● Work instructions:
Reproduce word for word the part of the items below that opens with the line containing "Subject = reaching hand" and closes with the line containing "top-left (365, 71), bottom-right (399, 110)", including both of those lines.

# # # # # # #

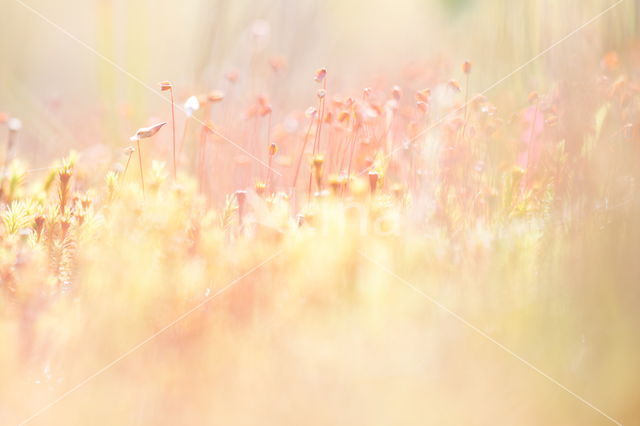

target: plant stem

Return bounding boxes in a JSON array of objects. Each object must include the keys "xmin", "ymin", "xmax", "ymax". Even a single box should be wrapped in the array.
[
  {"xmin": 169, "ymin": 86, "xmax": 178, "ymax": 181},
  {"xmin": 136, "ymin": 139, "xmax": 145, "ymax": 198}
]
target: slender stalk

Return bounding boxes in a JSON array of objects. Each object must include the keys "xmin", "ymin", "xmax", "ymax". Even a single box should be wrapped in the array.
[
  {"xmin": 291, "ymin": 113, "xmax": 313, "ymax": 190},
  {"xmin": 122, "ymin": 150, "xmax": 133, "ymax": 182},
  {"xmin": 169, "ymin": 86, "xmax": 178, "ymax": 180},
  {"xmin": 136, "ymin": 139, "xmax": 145, "ymax": 197}
]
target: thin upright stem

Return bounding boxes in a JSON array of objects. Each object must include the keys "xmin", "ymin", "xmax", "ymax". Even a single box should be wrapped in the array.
[
  {"xmin": 169, "ymin": 87, "xmax": 178, "ymax": 180},
  {"xmin": 136, "ymin": 139, "xmax": 145, "ymax": 197},
  {"xmin": 291, "ymin": 117, "xmax": 313, "ymax": 190}
]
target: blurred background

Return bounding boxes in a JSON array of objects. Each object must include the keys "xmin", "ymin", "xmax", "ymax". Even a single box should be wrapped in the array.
[{"xmin": 0, "ymin": 0, "xmax": 640, "ymax": 167}]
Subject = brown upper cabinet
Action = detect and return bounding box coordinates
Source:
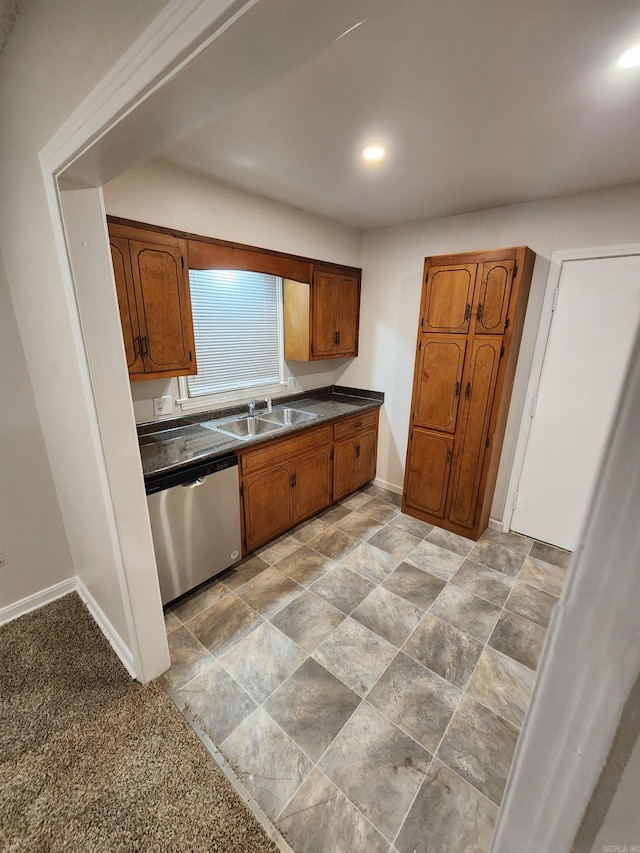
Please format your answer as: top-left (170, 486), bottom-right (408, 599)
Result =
top-left (403, 246), bottom-right (535, 539)
top-left (109, 222), bottom-right (197, 380)
top-left (283, 265), bottom-right (360, 361)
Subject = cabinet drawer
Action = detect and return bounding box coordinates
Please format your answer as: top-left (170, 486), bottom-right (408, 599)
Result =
top-left (333, 409), bottom-right (378, 441)
top-left (240, 424), bottom-right (331, 474)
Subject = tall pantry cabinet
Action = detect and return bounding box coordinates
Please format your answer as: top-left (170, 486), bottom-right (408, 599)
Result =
top-left (402, 246), bottom-right (535, 539)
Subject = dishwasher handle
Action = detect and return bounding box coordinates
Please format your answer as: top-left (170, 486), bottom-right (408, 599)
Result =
top-left (180, 477), bottom-right (207, 489)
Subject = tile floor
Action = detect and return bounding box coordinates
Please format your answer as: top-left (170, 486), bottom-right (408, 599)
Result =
top-left (160, 486), bottom-right (570, 853)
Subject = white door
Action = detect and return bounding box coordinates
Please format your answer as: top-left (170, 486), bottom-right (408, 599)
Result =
top-left (511, 255), bottom-right (640, 551)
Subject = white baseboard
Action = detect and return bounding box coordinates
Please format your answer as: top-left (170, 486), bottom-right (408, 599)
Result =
top-left (74, 578), bottom-right (136, 678)
top-left (0, 577), bottom-right (136, 678)
top-left (0, 578), bottom-right (76, 625)
top-left (373, 477), bottom-right (402, 495)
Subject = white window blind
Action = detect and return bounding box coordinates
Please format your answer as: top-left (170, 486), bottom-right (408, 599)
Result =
top-left (187, 270), bottom-right (283, 397)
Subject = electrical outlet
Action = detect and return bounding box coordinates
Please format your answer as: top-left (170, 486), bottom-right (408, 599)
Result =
top-left (153, 396), bottom-right (173, 418)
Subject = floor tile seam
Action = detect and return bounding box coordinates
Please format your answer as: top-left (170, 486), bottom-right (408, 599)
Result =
top-left (160, 679), bottom-right (294, 853)
top-left (427, 581), bottom-right (504, 646)
top-left (275, 765), bottom-right (391, 846)
top-left (391, 755), bottom-right (435, 850)
top-left (183, 593), bottom-right (268, 662)
top-left (292, 692), bottom-right (433, 846)
top-left (216, 620), bottom-right (311, 707)
top-left (163, 575), bottom-right (233, 630)
top-left (500, 576), bottom-right (560, 628)
top-left (509, 575), bottom-right (564, 600)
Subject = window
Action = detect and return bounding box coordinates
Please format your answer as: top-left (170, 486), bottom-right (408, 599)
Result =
top-left (180, 270), bottom-right (284, 404)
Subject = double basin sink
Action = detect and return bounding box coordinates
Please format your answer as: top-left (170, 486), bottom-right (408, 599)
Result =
top-left (200, 406), bottom-right (318, 441)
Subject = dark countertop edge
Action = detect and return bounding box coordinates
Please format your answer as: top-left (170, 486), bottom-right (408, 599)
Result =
top-left (136, 385), bottom-right (384, 444)
top-left (138, 385), bottom-right (384, 484)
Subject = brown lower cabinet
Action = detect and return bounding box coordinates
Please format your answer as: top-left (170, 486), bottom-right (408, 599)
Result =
top-left (239, 410), bottom-right (378, 554)
top-left (402, 246), bottom-right (535, 539)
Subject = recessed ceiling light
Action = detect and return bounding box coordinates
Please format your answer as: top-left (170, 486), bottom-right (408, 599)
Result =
top-left (618, 44), bottom-right (640, 68)
top-left (362, 145), bottom-right (385, 160)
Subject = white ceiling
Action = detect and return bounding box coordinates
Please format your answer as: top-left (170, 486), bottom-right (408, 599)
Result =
top-left (162, 0), bottom-right (640, 229)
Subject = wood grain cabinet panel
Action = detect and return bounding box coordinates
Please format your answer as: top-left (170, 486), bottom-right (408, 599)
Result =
top-left (109, 237), bottom-right (144, 374)
top-left (109, 223), bottom-right (197, 380)
top-left (475, 258), bottom-right (515, 335)
top-left (242, 465), bottom-right (294, 552)
top-left (402, 246), bottom-right (535, 539)
top-left (422, 263), bottom-right (477, 334)
top-left (405, 429), bottom-right (453, 518)
top-left (413, 335), bottom-right (467, 432)
top-left (283, 267), bottom-right (360, 361)
top-left (449, 338), bottom-right (502, 528)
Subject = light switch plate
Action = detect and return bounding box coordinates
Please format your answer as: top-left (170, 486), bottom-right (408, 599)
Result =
top-left (153, 396), bottom-right (173, 418)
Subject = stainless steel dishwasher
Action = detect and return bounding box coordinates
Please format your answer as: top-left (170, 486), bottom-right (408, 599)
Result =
top-left (146, 454), bottom-right (241, 604)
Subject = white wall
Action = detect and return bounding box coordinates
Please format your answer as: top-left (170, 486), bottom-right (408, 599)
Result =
top-left (0, 0), bottom-right (164, 624)
top-left (335, 185), bottom-right (640, 519)
top-left (103, 162), bottom-right (361, 423)
top-left (0, 250), bottom-right (74, 608)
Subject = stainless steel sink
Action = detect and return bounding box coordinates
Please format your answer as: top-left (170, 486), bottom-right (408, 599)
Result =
top-left (259, 406), bottom-right (318, 427)
top-left (201, 415), bottom-right (282, 441)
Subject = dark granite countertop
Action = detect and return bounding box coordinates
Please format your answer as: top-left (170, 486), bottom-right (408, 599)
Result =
top-left (138, 385), bottom-right (384, 480)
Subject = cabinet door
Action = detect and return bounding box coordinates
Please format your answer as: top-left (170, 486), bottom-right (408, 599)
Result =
top-left (333, 435), bottom-right (357, 501)
top-left (336, 276), bottom-right (360, 357)
top-left (129, 240), bottom-right (195, 373)
top-left (413, 335), bottom-right (467, 432)
top-left (475, 258), bottom-right (515, 335)
top-left (355, 432), bottom-right (378, 489)
top-left (242, 465), bottom-right (293, 551)
top-left (448, 338), bottom-right (502, 528)
top-left (293, 445), bottom-right (333, 521)
top-left (404, 429), bottom-right (453, 518)
top-left (311, 273), bottom-right (338, 357)
top-left (421, 264), bottom-right (478, 334)
top-left (109, 237), bottom-right (144, 373)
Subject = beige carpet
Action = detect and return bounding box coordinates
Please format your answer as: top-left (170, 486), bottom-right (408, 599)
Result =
top-left (0, 594), bottom-right (276, 853)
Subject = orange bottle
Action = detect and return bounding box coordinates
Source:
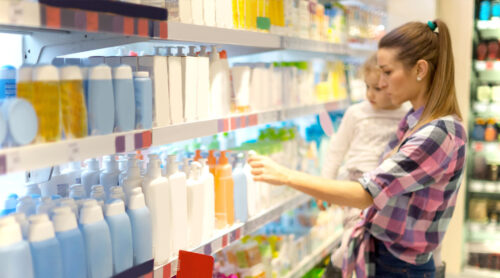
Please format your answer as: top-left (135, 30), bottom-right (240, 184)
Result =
top-left (214, 151), bottom-right (234, 229)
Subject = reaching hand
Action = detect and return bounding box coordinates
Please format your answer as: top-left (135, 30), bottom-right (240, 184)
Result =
top-left (248, 155), bottom-right (292, 185)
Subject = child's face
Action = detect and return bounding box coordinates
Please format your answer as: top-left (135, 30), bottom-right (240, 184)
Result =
top-left (365, 71), bottom-right (399, 110)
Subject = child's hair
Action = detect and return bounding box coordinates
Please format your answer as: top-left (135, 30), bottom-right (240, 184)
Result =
top-left (361, 53), bottom-right (380, 77)
top-left (378, 19), bottom-right (462, 127)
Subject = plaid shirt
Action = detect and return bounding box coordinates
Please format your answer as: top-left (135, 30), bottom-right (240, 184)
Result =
top-left (343, 108), bottom-right (467, 278)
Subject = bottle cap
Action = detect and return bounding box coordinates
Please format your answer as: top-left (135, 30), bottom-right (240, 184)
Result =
top-left (29, 213), bottom-right (55, 242)
top-left (105, 199), bottom-right (125, 217)
top-left (80, 199), bottom-right (104, 225)
top-left (61, 66), bottom-right (83, 80)
top-left (52, 206), bottom-right (78, 232)
top-left (0, 215), bottom-right (23, 247)
top-left (33, 65), bottom-right (59, 82)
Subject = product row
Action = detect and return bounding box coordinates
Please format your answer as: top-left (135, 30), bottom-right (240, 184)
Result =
top-left (166, 0), bottom-right (385, 43)
top-left (215, 202), bottom-right (343, 278)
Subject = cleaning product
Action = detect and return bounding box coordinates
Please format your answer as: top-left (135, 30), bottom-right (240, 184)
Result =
top-left (113, 65), bottom-right (136, 131)
top-left (52, 207), bottom-right (87, 278)
top-left (61, 66), bottom-right (88, 138)
top-left (106, 199), bottom-right (133, 275)
top-left (100, 155), bottom-right (120, 193)
top-left (167, 155), bottom-right (189, 255)
top-left (82, 158), bottom-right (101, 196)
top-left (142, 154), bottom-right (174, 265)
top-left (233, 153), bottom-right (248, 223)
top-left (33, 65), bottom-right (61, 142)
top-left (87, 64), bottom-right (115, 135)
top-left (127, 187), bottom-right (153, 265)
top-left (134, 71), bottom-right (153, 129)
top-left (215, 151), bottom-right (234, 229)
top-left (0, 216), bottom-right (34, 278)
top-left (29, 214), bottom-right (63, 278)
top-left (80, 199), bottom-right (113, 278)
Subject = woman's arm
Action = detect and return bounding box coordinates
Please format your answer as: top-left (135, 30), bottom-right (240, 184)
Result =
top-left (248, 155), bottom-right (373, 209)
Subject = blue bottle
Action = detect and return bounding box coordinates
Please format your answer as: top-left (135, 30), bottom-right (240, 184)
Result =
top-left (0, 65), bottom-right (16, 100)
top-left (80, 199), bottom-right (113, 278)
top-left (233, 153), bottom-right (248, 223)
top-left (29, 214), bottom-right (63, 278)
top-left (134, 71), bottom-right (153, 129)
top-left (113, 65), bottom-right (135, 131)
top-left (52, 206), bottom-right (87, 278)
top-left (106, 199), bottom-right (134, 275)
top-left (87, 65), bottom-right (115, 135)
top-left (0, 216), bottom-right (34, 278)
top-left (127, 187), bottom-right (153, 265)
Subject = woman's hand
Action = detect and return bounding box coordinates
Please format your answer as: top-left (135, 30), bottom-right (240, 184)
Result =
top-left (248, 154), bottom-right (292, 185)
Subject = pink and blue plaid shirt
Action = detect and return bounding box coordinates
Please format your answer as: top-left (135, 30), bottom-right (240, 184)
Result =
top-left (343, 108), bottom-right (467, 278)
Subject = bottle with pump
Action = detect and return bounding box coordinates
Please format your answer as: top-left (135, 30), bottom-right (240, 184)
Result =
top-left (52, 207), bottom-right (87, 278)
top-left (233, 153), bottom-right (248, 223)
top-left (61, 66), bottom-right (88, 138)
top-left (29, 214), bottom-right (63, 278)
top-left (82, 158), bottom-right (101, 196)
top-left (100, 155), bottom-right (120, 193)
top-left (167, 155), bottom-right (188, 254)
top-left (127, 187), bottom-right (153, 265)
top-left (142, 154), bottom-right (173, 265)
top-left (106, 199), bottom-right (133, 275)
top-left (80, 199), bottom-right (113, 278)
top-left (0, 215), bottom-right (34, 278)
top-left (186, 161), bottom-right (204, 247)
top-left (215, 151), bottom-right (234, 229)
top-left (33, 65), bottom-right (62, 142)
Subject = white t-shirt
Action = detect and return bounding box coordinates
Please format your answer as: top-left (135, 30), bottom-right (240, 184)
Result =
top-left (321, 101), bottom-right (410, 180)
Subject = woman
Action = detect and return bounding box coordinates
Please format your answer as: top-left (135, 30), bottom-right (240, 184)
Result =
top-left (249, 20), bottom-right (466, 278)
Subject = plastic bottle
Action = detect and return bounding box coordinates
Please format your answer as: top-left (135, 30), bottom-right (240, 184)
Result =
top-left (52, 207), bottom-right (87, 278)
top-left (87, 65), bottom-right (115, 135)
top-left (100, 155), bottom-right (120, 192)
top-left (0, 216), bottom-right (34, 278)
top-left (90, 185), bottom-right (106, 207)
top-left (233, 153), bottom-right (248, 223)
top-left (109, 186), bottom-right (127, 203)
top-left (186, 161), bottom-right (204, 247)
top-left (61, 66), bottom-right (88, 138)
top-left (16, 196), bottom-right (36, 217)
top-left (29, 214), bottom-right (63, 278)
top-left (134, 71), bottom-right (153, 129)
top-left (106, 199), bottom-right (133, 275)
top-left (215, 151), bottom-right (234, 229)
top-left (142, 154), bottom-right (173, 265)
top-left (33, 65), bottom-right (61, 142)
top-left (127, 187), bottom-right (153, 265)
top-left (113, 65), bottom-right (136, 131)
top-left (167, 155), bottom-right (188, 254)
top-left (80, 199), bottom-right (113, 278)
top-left (82, 158), bottom-right (101, 196)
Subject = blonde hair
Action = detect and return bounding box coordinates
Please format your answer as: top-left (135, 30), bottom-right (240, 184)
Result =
top-left (379, 19), bottom-right (462, 130)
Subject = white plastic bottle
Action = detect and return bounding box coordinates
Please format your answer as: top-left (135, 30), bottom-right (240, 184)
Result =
top-left (186, 161), bottom-right (204, 247)
top-left (142, 154), bottom-right (173, 265)
top-left (100, 155), bottom-right (120, 193)
top-left (82, 158), bottom-right (101, 196)
top-left (167, 155), bottom-right (188, 255)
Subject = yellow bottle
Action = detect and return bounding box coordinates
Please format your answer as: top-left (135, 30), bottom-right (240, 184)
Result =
top-left (61, 66), bottom-right (88, 138)
top-left (33, 65), bottom-right (61, 142)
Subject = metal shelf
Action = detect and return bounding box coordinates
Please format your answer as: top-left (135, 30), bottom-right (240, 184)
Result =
top-left (0, 101), bottom-right (349, 174)
top-left (285, 230), bottom-right (343, 278)
top-left (153, 193), bottom-right (312, 278)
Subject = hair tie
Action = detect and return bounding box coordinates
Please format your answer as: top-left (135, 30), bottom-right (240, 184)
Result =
top-left (427, 20), bottom-right (437, 32)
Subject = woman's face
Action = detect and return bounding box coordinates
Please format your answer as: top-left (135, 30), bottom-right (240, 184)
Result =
top-left (377, 48), bottom-right (424, 108)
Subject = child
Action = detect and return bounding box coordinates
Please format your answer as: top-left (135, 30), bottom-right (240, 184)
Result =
top-left (321, 55), bottom-right (409, 277)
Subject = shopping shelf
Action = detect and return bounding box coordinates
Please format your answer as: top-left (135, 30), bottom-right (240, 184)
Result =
top-left (153, 192), bottom-right (314, 278)
top-left (285, 229), bottom-right (343, 278)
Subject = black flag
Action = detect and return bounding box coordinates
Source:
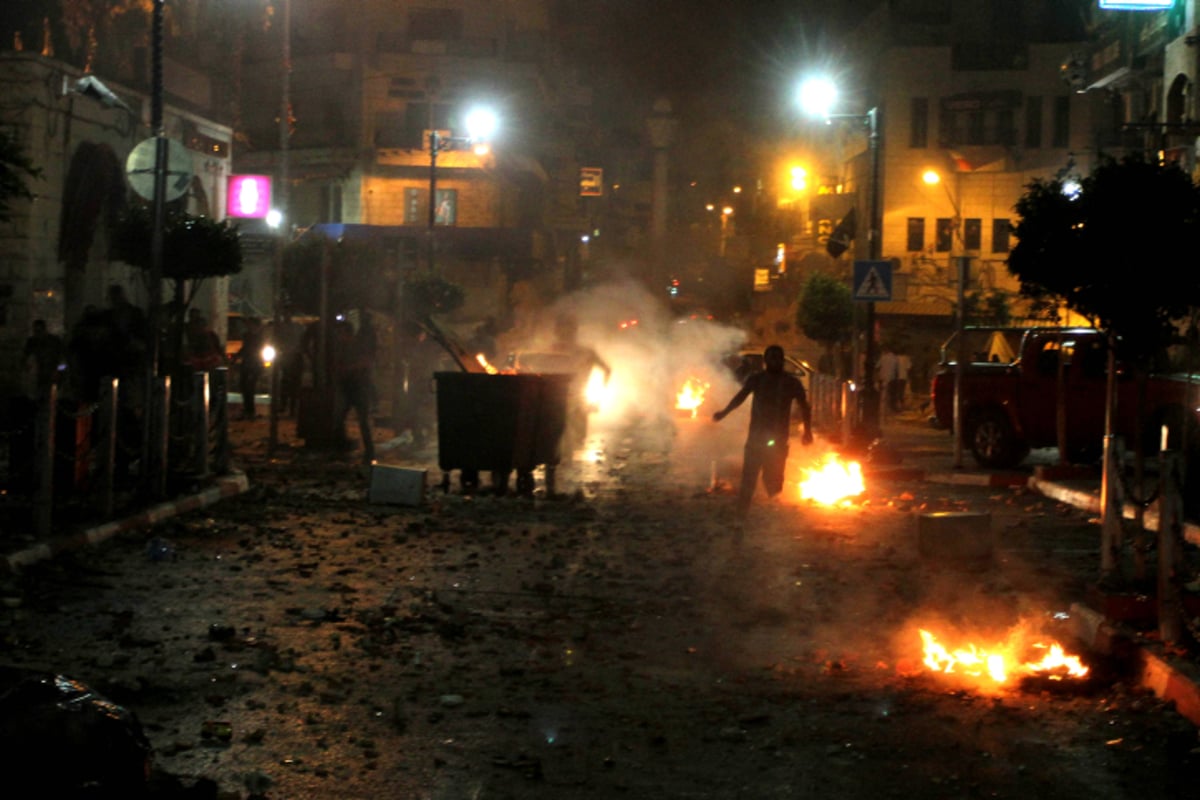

# # # # # # #

● Response below:
Subject = reaching hand
Action = detect and return bounding box coordinates
Please format your answer as: top-left (135, 30), bottom-right (240, 184)
Result =
top-left (248, 155), bottom-right (292, 185)
Subject = child's face
Action = detect and return bounding box coordinates
Please format your answer as: top-left (135, 30), bottom-right (240, 184)
Result =
top-left (365, 71), bottom-right (399, 110)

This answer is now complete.